Dataset entries:
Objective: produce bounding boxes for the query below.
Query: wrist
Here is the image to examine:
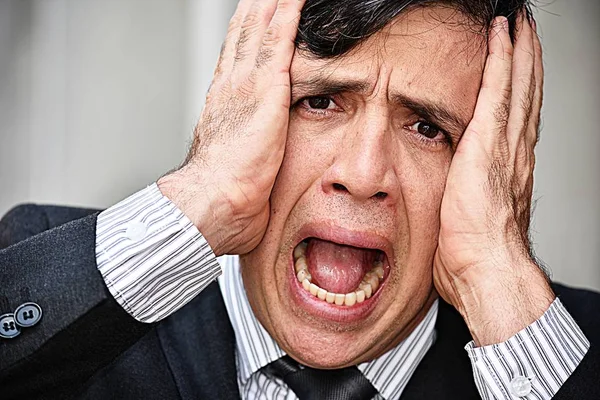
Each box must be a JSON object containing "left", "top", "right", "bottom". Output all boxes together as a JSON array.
[
  {"left": 157, "top": 166, "right": 232, "bottom": 256},
  {"left": 452, "top": 253, "right": 554, "bottom": 346}
]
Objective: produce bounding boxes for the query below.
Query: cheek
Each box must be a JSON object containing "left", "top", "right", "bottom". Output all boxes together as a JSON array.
[
  {"left": 270, "top": 118, "right": 339, "bottom": 215},
  {"left": 396, "top": 143, "right": 451, "bottom": 255}
]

BRIEF »
I need the entries printed exactly, with each picture left out.

SOLUTION BELOW »
Objective: produce bounding boxes for the query below.
Query: wrist
Here is the image to examine:
Each box must be a JSON object containing "left", "top", "right", "bottom". Output all boxes together as a JSON array.
[
  {"left": 157, "top": 166, "right": 232, "bottom": 256},
  {"left": 452, "top": 253, "right": 554, "bottom": 346}
]
Objective: produce bounding boxes for the query below.
Query: cheek
Each box must be a JSON object containing "left", "top", "right", "bottom". Output all boxes together as a JSON array.
[
  {"left": 270, "top": 118, "right": 339, "bottom": 215},
  {"left": 396, "top": 143, "right": 451, "bottom": 255}
]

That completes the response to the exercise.